(Natural language region descriptions)
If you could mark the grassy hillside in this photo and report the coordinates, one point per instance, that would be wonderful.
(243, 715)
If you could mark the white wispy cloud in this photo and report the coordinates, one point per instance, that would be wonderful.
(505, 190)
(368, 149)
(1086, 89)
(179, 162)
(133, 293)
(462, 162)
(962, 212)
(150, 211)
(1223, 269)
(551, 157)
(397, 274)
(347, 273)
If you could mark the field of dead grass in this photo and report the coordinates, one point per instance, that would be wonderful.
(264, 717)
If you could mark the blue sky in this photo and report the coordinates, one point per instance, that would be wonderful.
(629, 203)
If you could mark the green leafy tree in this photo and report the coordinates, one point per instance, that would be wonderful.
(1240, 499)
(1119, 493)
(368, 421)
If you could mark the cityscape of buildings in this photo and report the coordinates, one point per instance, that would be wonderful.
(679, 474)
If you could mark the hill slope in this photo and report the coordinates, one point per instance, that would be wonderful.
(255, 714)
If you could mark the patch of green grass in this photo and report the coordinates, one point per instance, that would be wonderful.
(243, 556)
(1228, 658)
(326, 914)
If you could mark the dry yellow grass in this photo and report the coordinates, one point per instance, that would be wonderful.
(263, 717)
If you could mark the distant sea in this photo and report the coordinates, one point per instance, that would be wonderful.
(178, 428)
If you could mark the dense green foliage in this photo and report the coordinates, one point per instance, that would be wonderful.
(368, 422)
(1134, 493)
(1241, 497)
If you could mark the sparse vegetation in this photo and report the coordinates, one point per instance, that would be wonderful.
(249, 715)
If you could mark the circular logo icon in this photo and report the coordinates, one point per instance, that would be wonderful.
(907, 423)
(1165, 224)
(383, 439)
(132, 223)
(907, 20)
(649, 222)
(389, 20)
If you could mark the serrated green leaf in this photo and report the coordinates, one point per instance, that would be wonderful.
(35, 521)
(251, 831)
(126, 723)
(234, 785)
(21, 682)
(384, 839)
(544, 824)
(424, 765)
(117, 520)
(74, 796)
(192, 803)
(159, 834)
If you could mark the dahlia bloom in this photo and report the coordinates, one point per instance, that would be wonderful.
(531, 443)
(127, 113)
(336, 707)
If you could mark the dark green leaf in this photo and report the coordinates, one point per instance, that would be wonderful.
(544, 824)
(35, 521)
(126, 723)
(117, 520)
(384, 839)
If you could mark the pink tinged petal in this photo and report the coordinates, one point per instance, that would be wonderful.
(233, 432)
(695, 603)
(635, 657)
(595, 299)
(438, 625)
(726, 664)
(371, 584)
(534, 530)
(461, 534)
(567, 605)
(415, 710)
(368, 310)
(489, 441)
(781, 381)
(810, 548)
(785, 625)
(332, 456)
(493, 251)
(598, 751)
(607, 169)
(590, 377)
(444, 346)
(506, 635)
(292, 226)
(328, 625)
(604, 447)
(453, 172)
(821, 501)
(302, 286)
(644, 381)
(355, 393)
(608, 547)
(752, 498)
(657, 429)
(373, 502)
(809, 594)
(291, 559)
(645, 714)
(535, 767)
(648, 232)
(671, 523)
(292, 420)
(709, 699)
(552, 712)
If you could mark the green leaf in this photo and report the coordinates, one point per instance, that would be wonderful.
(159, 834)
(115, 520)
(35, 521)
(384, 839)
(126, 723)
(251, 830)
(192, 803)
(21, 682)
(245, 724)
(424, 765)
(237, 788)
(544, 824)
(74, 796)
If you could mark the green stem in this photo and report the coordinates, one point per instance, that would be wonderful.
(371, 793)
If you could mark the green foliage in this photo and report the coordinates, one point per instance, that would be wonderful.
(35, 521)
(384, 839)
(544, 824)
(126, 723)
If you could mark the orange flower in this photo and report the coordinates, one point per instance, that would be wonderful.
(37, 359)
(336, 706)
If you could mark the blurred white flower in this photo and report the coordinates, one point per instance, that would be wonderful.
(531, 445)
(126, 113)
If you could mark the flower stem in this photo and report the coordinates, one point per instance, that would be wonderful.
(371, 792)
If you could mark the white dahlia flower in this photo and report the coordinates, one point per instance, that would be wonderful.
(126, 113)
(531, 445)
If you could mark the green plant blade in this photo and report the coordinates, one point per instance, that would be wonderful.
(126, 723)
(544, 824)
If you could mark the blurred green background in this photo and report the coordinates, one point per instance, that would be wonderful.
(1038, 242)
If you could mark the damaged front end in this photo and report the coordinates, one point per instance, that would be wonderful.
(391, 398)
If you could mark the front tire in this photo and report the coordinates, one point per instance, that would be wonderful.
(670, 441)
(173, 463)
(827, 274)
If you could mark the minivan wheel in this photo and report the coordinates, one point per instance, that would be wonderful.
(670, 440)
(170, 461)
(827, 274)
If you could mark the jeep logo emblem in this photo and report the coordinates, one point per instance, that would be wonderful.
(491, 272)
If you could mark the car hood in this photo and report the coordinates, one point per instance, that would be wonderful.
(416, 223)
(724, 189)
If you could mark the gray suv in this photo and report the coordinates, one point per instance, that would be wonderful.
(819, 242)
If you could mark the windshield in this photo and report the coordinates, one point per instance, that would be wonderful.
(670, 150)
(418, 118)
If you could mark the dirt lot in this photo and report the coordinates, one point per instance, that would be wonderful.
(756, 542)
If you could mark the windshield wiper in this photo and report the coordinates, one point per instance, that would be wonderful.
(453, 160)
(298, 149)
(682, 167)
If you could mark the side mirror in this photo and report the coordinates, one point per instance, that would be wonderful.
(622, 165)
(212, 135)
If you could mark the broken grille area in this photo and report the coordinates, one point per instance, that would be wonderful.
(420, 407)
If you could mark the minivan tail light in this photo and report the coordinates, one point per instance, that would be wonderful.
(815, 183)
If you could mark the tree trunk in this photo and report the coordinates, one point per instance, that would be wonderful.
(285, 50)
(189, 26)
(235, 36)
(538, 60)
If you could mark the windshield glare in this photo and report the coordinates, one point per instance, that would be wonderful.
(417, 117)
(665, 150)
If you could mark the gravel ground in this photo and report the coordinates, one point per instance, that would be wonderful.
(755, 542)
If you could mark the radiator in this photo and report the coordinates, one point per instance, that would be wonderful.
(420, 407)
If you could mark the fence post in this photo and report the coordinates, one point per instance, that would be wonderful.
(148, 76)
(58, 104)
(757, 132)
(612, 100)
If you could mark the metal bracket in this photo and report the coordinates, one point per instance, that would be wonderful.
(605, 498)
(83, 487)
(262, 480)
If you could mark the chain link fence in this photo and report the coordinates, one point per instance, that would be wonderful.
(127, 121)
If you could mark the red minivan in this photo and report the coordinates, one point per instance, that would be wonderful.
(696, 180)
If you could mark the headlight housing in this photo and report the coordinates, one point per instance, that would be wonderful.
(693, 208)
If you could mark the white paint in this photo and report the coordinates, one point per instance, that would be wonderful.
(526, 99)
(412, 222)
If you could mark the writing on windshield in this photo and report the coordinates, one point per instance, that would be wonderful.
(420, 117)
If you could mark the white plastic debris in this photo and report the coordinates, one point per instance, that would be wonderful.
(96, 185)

→ YOUR ASSIGNMENT
Copy the data above in full, exactly as it reads.

→ ANSWER SPACE
If you could mark the grassy hillside in this photo and report the coordinates, one point per instance, that would be wonderful.
(243, 715)
If you could mark the white wispy cloud in this photo and report the coordinates, one point per instance, that would be wonderful.
(505, 190)
(368, 149)
(1086, 89)
(179, 162)
(133, 293)
(462, 162)
(962, 212)
(150, 211)
(1223, 269)
(551, 157)
(397, 274)
(347, 273)
If you could mark the field of dead grass in this photo and report the coordinates, one point per instance, that would be wonderful.
(264, 717)
If you could mark the blue sky in this photo and report the coordinates, one point per instance, that would be wonderful.
(629, 203)
If you could mark the green leafy tree in this photo and report the coordinates, one point per instance, that would be wonderful.
(1240, 499)
(1119, 493)
(368, 421)
If you could mark the cityscape of buildings in this photo and report the coordinates, one point per instance, that would be wonderful.
(679, 474)
If you could mark the hill slope in this photo and report the coordinates, one point per instance, that would be wonderful.
(255, 714)
If you could mark the patch of green grass in this photo and report the coordinates, one point per instance, that would be wonderful.
(243, 556)
(1228, 658)
(326, 914)
If you could mark the dry yellow grass in this photo and report the coordinates, one point per instance, that would be wonderful.
(263, 717)
If you could mark the distant sea in this photo and report the coordinates, one point per instance, that would be wonderful.
(178, 428)
If you could mark the dense green foliage in this photo and report the coordinates, one point per instance, that would be wonderful.
(368, 422)
(1134, 493)
(1241, 497)
If you could mark the sparse vegetation in this photo and report the coordinates, one point per instance, that would be wonderful.
(249, 715)
If you could mark the circular logo icon in this photo and report the coordinates, one point per instance, that would be wonderful.
(907, 423)
(1165, 224)
(383, 439)
(132, 223)
(907, 20)
(649, 222)
(389, 20)
If you could mark the serrated green leaf in this photo and report the coordinates, one point per instance, that would be wonderful.
(35, 521)
(251, 831)
(126, 723)
(234, 785)
(21, 682)
(384, 839)
(544, 824)
(424, 765)
(117, 520)
(74, 796)
(192, 803)
(159, 834)
If you could mark the dahlia bloom in this photo and report the coordinates, one point per instance, that would be wonderful.
(531, 443)
(127, 113)
(336, 707)
If you could mark the dark green leaf in this photo and report the coordinates, one point per instance, that would be wonderful.
(544, 824)
(35, 521)
(126, 723)
(117, 520)
(384, 839)
If you could mark the pink tinged petal in this photo and report the coordinates, one point per instance, that would be wonderful.
(233, 432)
(695, 603)
(635, 657)
(595, 299)
(438, 625)
(726, 664)
(371, 584)
(534, 530)
(461, 534)
(567, 605)
(415, 710)
(368, 310)
(489, 441)
(781, 381)
(810, 548)
(785, 625)
(332, 456)
(493, 251)
(598, 751)
(607, 169)
(590, 377)
(444, 346)
(506, 635)
(292, 226)
(328, 625)
(604, 447)
(453, 172)
(821, 501)
(302, 286)
(644, 381)
(355, 393)
(608, 547)
(752, 498)
(657, 429)
(373, 502)
(809, 594)
(291, 559)
(645, 714)
(535, 767)
(648, 232)
(671, 523)
(292, 420)
(709, 699)
(552, 712)
If you could mark the green leaf in this photo and report the coordinates, one point per instance, that would be wonderful.
(159, 834)
(115, 520)
(35, 521)
(384, 839)
(126, 723)
(251, 830)
(192, 803)
(21, 682)
(245, 724)
(424, 765)
(237, 788)
(544, 824)
(74, 796)
If you could mark the green stem in this photo and report the coordinates, one point per instance, that would be wonderful.
(371, 793)
If you could mark the green foliage in this photo and report the coordinates, one point per instance, that would be wonderful.
(35, 521)
(384, 839)
(544, 824)
(126, 723)
If you could mark the orange flower in this photo and report the coordinates, one point per instance, that would be wonderful.
(37, 359)
(336, 706)
If you could mark the blurred white flower in this photo and report the coordinates, one point per instance, that would be wonderful.
(531, 445)
(126, 113)
If you could mark the flower stem in this photo and report the coordinates, one point per instance, that would be wonderful.
(371, 792)
If you could mark the white dahlia flower in this photo and report the coordinates, one point per instance, that would be wonderful.
(126, 113)
(531, 445)
If you could mark the green plant blade in this photo and report the coordinates, one point per instance, that would be wonderful.
(126, 723)
(544, 824)
If you could mark the blurred green background in this photo and report the coordinates, one point per instance, that would be wonderful.
(1038, 242)
If you could mark the damaged front end in this photo and report the coordinates, one point per instance, that would be wonderful.
(391, 398)
If you could mark the front tire in this photo and report the coordinates, one point per instance, that would be wonderful.
(670, 441)
(173, 463)
(827, 274)
If you could mark the minivan wheel in this photo and report the coordinates, one point per instance, that would be wonderful.
(670, 440)
(170, 461)
(827, 274)
If you could mark the jeep logo emblem in this photo and report the coordinates, one point per instance, that would be wonderful.
(491, 272)
If you could mark the car hood in this photo and report the coordinates, one point per instance, that would be wonderful.
(416, 223)
(724, 189)
If you could mark the gray suv in this photo and report the coordinates, one point per instance, that would be wonderful.
(819, 242)
If you could mark the windshield in this photo and report the coordinates, one point per instance, that would be wonderful.
(670, 150)
(418, 118)
If you could mark the dirt lot in this photo and report the coordinates, one point per instance, that would be wonderful.
(756, 542)
If you could mark the windshield wiper in this photo and report the coordinates, one point per instance, that would be wonderful.
(453, 160)
(298, 149)
(682, 167)
If you could mark the side mirror in this photo and report the coordinates, one point per instance, that would be wonderful.
(622, 165)
(212, 135)
If you could mark the broken grille area in this photo and report the coordinates, one point per instance, that would be wonderful.
(420, 407)
If you could mark the minivan tail light in this photo and report the coordinates, one point per instance, that would be wonderful.
(815, 183)
If you could mark the tree trunk in this photo and report the coordinates, one point per instance, that would be wonderful.
(285, 50)
(189, 26)
(235, 36)
(538, 60)
If you could mark the windshield glare in this photo and report the coordinates, one point per instance, that would be wonderful.
(417, 117)
(665, 150)
If you could mark the gravel ground in this photo and report the coordinates, one point per instance, that would be wonderful.
(755, 542)
If you could mark the radiator in this photo and report the coordinates, one point per instance, that would be wonderful.
(420, 407)
If you could mark the fence post in this photo and report the coordinates, one point per instance, that would be wonderful.
(148, 76)
(58, 104)
(757, 132)
(612, 100)
If you could mark the metal bracket in this photo and report the coordinates, one point per instance, that would be wonderful.
(605, 498)
(83, 487)
(262, 480)
If you could mark the chain link fence in this photo and report the coordinates, one point per instance, that would be wonderful.
(127, 121)
If you could mark the red minivan in this photo and report the coordinates, one point per instance, that would be wonderful.
(696, 180)
If you could mark the headlight housing in this photo and report the coordinates, one point per instance, that would be wonderful.
(693, 208)
If you could mark the white paint in this photo and report the coordinates, one point per instance, that would be wonderful.
(526, 99)
(412, 222)
If you could mark the writing on windshield in this photo and report the coordinates, one point per instance, that would be wonderful.
(420, 117)
If you could mark the white plastic debris in this photo and report the coordinates, one point per instance, that would be wonderful.
(96, 185)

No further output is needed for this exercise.